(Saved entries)

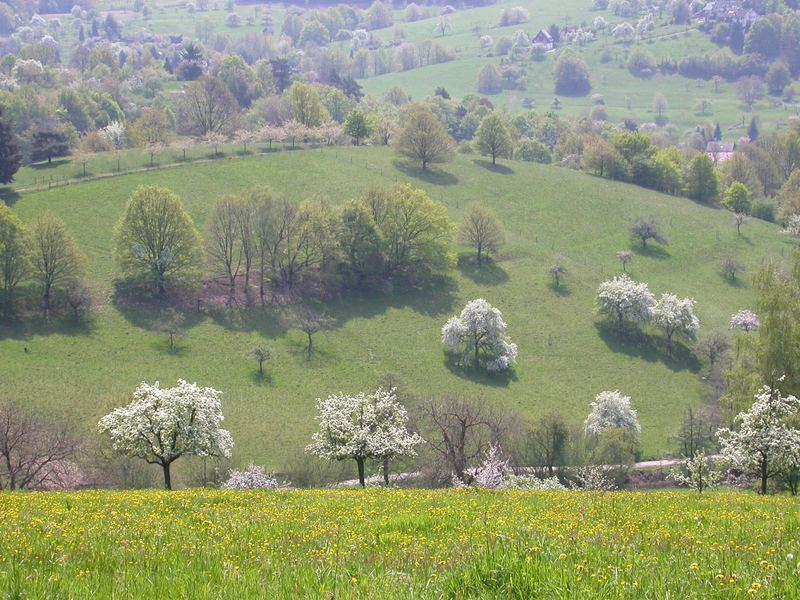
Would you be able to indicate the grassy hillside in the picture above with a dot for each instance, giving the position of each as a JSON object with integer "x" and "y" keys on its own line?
{"x": 564, "y": 357}
{"x": 398, "y": 544}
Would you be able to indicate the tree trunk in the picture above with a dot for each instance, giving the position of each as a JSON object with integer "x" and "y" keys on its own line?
{"x": 167, "y": 476}
{"x": 360, "y": 463}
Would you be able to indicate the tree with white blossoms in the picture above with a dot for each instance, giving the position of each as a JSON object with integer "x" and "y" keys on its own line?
{"x": 479, "y": 335}
{"x": 612, "y": 410}
{"x": 162, "y": 424}
{"x": 698, "y": 474}
{"x": 252, "y": 478}
{"x": 763, "y": 443}
{"x": 675, "y": 315}
{"x": 361, "y": 427}
{"x": 746, "y": 320}
{"x": 623, "y": 299}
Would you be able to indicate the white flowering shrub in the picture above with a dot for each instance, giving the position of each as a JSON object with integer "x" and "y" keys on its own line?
{"x": 252, "y": 478}
{"x": 746, "y": 320}
{"x": 162, "y": 424}
{"x": 763, "y": 442}
{"x": 625, "y": 300}
{"x": 675, "y": 315}
{"x": 361, "y": 427}
{"x": 114, "y": 133}
{"x": 611, "y": 410}
{"x": 478, "y": 335}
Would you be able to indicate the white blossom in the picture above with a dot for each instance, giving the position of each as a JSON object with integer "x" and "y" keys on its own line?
{"x": 611, "y": 410}
{"x": 746, "y": 320}
{"x": 361, "y": 427}
{"x": 478, "y": 334}
{"x": 763, "y": 442}
{"x": 675, "y": 315}
{"x": 162, "y": 424}
{"x": 625, "y": 299}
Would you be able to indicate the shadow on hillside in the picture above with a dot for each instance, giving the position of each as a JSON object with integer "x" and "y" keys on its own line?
{"x": 487, "y": 273}
{"x": 434, "y": 176}
{"x": 643, "y": 345}
{"x": 496, "y": 168}
{"x": 480, "y": 376}
{"x": 9, "y": 196}
{"x": 651, "y": 251}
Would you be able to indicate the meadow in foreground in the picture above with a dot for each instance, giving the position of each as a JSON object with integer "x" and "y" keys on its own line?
{"x": 393, "y": 543}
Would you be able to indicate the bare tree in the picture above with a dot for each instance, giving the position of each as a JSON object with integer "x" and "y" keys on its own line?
{"x": 224, "y": 241}
{"x": 33, "y": 453}
{"x": 482, "y": 230}
{"x": 730, "y": 266}
{"x": 647, "y": 228}
{"x": 310, "y": 322}
{"x": 462, "y": 432}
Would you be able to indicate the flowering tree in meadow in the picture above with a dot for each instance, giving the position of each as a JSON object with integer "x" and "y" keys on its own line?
{"x": 361, "y": 427}
{"x": 623, "y": 299}
{"x": 479, "y": 335}
{"x": 746, "y": 320}
{"x": 162, "y": 424}
{"x": 675, "y": 315}
{"x": 612, "y": 410}
{"x": 763, "y": 443}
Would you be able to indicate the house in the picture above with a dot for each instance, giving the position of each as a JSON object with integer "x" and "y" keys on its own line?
{"x": 720, "y": 151}
{"x": 543, "y": 38}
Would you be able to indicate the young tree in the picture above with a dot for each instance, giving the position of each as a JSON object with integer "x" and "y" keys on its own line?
{"x": 156, "y": 238}
{"x": 675, "y": 315}
{"x": 162, "y": 424}
{"x": 357, "y": 126}
{"x": 310, "y": 322}
{"x": 10, "y": 156}
{"x": 482, "y": 230}
{"x": 624, "y": 299}
{"x": 647, "y": 228}
{"x": 423, "y": 138}
{"x": 55, "y": 257}
{"x": 701, "y": 179}
{"x": 362, "y": 427}
{"x": 624, "y": 256}
{"x": 32, "y": 453}
{"x": 763, "y": 440}
{"x": 14, "y": 263}
{"x": 612, "y": 410}
{"x": 478, "y": 335}
{"x": 493, "y": 137}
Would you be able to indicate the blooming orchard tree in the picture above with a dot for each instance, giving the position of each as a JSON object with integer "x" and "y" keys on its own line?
{"x": 361, "y": 427}
{"x": 764, "y": 443}
{"x": 675, "y": 315}
{"x": 162, "y": 424}
{"x": 746, "y": 320}
{"x": 479, "y": 335}
{"x": 612, "y": 410}
{"x": 624, "y": 299}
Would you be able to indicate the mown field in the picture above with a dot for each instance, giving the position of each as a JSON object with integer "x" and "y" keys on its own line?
{"x": 566, "y": 356}
{"x": 398, "y": 544}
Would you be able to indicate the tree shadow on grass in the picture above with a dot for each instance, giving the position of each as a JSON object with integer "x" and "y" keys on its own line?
{"x": 434, "y": 176}
{"x": 480, "y": 376}
{"x": 9, "y": 196}
{"x": 651, "y": 251}
{"x": 487, "y": 273}
{"x": 494, "y": 168}
{"x": 652, "y": 348}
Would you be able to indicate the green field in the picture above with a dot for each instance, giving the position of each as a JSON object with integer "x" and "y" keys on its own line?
{"x": 565, "y": 357}
{"x": 398, "y": 544}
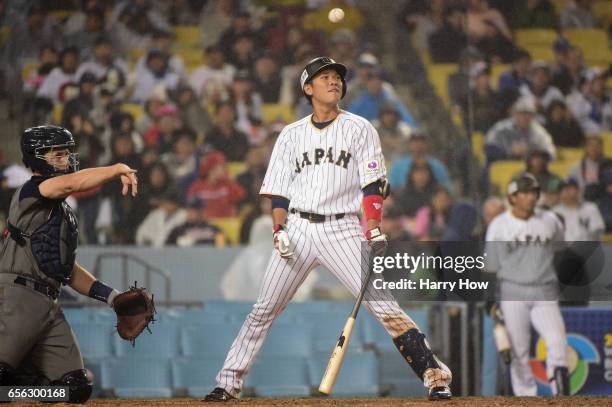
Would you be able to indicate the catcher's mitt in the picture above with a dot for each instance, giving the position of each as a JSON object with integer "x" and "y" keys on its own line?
{"x": 135, "y": 309}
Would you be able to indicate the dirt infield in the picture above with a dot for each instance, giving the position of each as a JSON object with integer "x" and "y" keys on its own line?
{"x": 379, "y": 402}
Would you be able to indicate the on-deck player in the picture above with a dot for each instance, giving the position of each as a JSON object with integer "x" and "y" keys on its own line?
{"x": 37, "y": 251}
{"x": 324, "y": 167}
{"x": 521, "y": 243}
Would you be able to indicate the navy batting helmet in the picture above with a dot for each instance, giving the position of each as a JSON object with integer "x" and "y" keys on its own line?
{"x": 37, "y": 141}
{"x": 317, "y": 65}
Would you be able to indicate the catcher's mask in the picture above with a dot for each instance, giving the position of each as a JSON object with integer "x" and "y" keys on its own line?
{"x": 39, "y": 140}
{"x": 317, "y": 65}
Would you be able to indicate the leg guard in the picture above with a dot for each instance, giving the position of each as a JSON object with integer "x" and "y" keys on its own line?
{"x": 560, "y": 382}
{"x": 7, "y": 375}
{"x": 79, "y": 388}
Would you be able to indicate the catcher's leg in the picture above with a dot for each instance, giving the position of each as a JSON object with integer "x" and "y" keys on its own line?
{"x": 281, "y": 280}
{"x": 342, "y": 253}
{"x": 516, "y": 315}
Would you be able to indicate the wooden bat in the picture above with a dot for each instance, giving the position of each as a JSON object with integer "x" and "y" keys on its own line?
{"x": 337, "y": 356}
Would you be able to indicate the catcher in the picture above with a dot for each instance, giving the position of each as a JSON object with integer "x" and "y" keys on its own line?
{"x": 37, "y": 251}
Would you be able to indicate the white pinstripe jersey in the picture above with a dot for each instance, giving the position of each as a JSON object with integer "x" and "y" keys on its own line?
{"x": 323, "y": 171}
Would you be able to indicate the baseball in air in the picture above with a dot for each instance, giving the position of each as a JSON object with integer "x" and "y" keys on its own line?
{"x": 336, "y": 15}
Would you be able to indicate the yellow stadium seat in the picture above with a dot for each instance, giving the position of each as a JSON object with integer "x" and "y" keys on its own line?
{"x": 134, "y": 109}
{"x": 501, "y": 173}
{"x": 274, "y": 111}
{"x": 235, "y": 168}
{"x": 594, "y": 44}
{"x": 478, "y": 146}
{"x": 535, "y": 38}
{"x": 230, "y": 227}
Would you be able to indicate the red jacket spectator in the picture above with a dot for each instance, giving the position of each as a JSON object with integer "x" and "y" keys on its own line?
{"x": 219, "y": 193}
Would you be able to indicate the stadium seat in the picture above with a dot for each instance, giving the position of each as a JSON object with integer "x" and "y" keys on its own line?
{"x": 272, "y": 112}
{"x": 137, "y": 378}
{"x": 358, "y": 377}
{"x": 94, "y": 338}
{"x": 208, "y": 339}
{"x": 230, "y": 227}
{"x": 285, "y": 376}
{"x": 196, "y": 376}
{"x": 162, "y": 342}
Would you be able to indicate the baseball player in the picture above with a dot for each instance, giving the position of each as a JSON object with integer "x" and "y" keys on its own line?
{"x": 521, "y": 243}
{"x": 38, "y": 250}
{"x": 323, "y": 169}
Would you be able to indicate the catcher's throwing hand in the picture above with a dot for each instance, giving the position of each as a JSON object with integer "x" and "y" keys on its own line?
{"x": 135, "y": 309}
{"x": 377, "y": 241}
{"x": 281, "y": 242}
{"x": 128, "y": 177}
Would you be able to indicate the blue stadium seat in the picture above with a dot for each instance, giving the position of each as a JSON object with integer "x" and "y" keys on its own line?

» **WORK TO COMPLETE**
Each line from the one with "Would you be able to indicate the stadium" through the end of the entries above is to be returned word for word. Nothing else belongs in the answer.

» **ANSWER SECTION**
Would you be able to indicate the stadium seat in the picture above with a dot for each instance, giving the position of each as a JSON object with integer "x" and "y" keys on its own line?
{"x": 272, "y": 112}
{"x": 137, "y": 378}
{"x": 358, "y": 377}
{"x": 94, "y": 338}
{"x": 208, "y": 339}
{"x": 230, "y": 227}
{"x": 285, "y": 376}
{"x": 196, "y": 376}
{"x": 162, "y": 342}
Would you be able to indicate the baseball player in the picture above with a dot for each instance, giving the position of each as a JSON object with integer "x" and "y" keys on its own line?
{"x": 521, "y": 243}
{"x": 38, "y": 250}
{"x": 323, "y": 169}
Would you be able to indicate the catcher's throwing hand in the picture above with a dot for each instance, giving the position of each as a JSON object with integer "x" and "y" keys on its own line?
{"x": 135, "y": 309}
{"x": 377, "y": 241}
{"x": 281, "y": 242}
{"x": 128, "y": 177}
Would you be able to indicate the blue stadium seat in the picture above with a dot for each instance, giving the position of each as a JSON object with integer "x" and "y" keys on its own line?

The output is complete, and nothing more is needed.